**** Given data ****

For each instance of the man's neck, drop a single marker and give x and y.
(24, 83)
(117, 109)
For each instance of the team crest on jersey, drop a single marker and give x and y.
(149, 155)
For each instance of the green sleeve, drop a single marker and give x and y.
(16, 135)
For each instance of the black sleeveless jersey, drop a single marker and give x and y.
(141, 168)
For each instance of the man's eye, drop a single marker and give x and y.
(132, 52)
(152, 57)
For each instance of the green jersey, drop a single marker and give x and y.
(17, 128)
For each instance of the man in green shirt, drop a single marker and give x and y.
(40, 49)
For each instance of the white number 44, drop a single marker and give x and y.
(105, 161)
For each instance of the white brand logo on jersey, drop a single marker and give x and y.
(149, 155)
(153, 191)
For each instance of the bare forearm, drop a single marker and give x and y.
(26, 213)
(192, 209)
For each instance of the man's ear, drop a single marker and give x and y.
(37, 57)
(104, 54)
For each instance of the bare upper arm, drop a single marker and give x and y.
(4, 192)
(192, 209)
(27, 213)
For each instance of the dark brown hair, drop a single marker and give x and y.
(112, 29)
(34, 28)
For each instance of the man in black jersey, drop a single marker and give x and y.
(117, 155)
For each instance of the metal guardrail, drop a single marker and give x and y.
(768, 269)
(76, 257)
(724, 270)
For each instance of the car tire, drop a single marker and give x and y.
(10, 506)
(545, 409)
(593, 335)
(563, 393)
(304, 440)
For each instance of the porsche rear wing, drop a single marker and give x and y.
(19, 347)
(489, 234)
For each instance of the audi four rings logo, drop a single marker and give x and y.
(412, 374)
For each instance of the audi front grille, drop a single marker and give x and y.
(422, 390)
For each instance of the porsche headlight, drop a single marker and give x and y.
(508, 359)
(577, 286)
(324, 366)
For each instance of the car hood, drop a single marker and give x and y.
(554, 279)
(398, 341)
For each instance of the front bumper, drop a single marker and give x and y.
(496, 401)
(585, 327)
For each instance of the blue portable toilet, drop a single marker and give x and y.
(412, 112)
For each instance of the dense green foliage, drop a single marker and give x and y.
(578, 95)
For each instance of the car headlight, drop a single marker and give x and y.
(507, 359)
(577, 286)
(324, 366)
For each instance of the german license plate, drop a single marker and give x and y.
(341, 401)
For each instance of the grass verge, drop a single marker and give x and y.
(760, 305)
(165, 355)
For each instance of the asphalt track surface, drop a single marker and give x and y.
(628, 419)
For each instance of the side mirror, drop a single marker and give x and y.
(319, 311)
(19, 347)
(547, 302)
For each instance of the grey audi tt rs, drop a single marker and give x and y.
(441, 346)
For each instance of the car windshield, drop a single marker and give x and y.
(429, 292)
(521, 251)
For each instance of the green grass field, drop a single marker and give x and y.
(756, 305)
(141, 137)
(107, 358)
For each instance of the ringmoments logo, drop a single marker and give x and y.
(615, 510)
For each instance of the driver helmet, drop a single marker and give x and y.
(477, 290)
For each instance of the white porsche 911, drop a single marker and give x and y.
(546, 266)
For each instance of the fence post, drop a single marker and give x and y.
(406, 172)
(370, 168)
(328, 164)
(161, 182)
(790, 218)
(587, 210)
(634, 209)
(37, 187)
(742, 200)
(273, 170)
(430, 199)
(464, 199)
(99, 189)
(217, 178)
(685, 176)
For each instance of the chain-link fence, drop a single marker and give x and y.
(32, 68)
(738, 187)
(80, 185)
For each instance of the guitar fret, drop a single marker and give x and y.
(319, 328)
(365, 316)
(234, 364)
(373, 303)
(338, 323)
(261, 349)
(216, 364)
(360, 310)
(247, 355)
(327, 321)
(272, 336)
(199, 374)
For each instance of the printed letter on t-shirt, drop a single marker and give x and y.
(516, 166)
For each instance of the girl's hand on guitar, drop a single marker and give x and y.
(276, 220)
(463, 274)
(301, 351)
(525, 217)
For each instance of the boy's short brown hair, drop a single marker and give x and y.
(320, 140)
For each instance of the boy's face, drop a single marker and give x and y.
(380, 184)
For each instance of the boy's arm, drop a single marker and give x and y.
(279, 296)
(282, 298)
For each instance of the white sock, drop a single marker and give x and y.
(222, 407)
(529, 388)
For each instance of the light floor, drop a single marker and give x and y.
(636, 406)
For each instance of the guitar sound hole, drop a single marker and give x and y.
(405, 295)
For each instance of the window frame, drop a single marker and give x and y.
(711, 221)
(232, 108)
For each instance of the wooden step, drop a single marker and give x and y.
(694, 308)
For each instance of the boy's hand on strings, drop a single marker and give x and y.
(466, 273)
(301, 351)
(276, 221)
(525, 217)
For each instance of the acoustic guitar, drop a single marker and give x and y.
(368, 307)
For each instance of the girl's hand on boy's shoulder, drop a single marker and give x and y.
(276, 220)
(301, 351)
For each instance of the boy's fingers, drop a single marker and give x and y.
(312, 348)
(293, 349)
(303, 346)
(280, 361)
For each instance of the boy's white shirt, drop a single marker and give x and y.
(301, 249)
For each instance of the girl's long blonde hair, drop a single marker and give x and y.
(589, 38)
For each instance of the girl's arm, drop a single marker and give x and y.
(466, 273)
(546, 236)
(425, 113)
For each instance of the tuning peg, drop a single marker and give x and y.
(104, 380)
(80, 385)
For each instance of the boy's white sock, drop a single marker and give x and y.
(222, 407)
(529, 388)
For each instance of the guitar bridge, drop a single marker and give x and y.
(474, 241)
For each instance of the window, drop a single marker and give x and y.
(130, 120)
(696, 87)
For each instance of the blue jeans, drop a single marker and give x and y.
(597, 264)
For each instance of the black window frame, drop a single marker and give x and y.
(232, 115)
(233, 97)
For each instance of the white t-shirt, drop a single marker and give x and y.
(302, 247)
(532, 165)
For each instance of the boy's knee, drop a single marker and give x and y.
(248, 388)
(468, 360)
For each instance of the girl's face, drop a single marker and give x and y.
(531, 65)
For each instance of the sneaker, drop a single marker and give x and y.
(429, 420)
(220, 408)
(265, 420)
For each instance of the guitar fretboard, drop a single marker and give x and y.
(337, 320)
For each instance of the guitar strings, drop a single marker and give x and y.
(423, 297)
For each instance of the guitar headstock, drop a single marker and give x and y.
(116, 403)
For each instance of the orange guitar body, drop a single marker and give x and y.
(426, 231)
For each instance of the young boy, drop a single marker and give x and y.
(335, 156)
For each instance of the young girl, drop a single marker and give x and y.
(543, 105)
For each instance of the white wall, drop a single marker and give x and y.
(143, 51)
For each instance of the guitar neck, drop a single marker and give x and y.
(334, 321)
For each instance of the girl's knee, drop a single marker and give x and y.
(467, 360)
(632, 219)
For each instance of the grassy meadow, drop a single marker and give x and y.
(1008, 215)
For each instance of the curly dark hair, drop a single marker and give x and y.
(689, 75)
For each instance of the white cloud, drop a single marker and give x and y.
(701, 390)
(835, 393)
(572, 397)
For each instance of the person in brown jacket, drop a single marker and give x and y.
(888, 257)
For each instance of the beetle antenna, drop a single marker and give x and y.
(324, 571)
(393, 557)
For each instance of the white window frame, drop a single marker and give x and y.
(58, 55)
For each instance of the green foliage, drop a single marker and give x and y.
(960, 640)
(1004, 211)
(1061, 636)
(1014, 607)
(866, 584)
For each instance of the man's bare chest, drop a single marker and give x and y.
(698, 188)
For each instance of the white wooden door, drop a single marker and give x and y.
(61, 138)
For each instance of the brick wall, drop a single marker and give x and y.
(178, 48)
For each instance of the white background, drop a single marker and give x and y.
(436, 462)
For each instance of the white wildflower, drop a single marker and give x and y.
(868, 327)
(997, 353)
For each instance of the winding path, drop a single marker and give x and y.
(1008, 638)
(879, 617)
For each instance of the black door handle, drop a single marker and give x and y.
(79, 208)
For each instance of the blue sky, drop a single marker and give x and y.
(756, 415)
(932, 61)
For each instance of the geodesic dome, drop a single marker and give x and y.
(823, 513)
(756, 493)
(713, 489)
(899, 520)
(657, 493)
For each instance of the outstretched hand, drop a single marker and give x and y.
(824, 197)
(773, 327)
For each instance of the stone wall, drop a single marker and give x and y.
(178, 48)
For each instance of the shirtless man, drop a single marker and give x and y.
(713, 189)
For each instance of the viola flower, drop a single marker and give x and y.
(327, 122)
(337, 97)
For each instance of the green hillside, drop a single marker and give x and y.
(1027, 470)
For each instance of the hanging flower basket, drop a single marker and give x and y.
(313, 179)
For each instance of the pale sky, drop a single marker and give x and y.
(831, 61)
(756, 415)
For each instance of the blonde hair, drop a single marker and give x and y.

****

• _Required work_
Begin with the line that contains "For each instance of the outstretched" and end with the last line of the records; set down every line in that span exactly, and nothing else.

• _Reply to the exercise_
For each instance of the outstretched hand, drop a single marker and give x and y.
(824, 197)
(773, 327)
For each instance of the stone wall, drop a single marker and give x and y.
(178, 48)
For each instance of the shirtless man, drop a single marker and give x and y.
(713, 189)
For each instance of the viola flower, drop a single marker and give x and y.
(327, 122)
(337, 97)
For each instance of the green hillside, drop a single marker and give x and y.
(1027, 470)
For each instance of the hanging flower basket, drop a single marker and give x and y.
(313, 179)
For each instance of the pale sky, drop a single marker and give x and y.
(831, 61)
(756, 415)
For each instance of the blonde hair, drop a single marker and give x and y.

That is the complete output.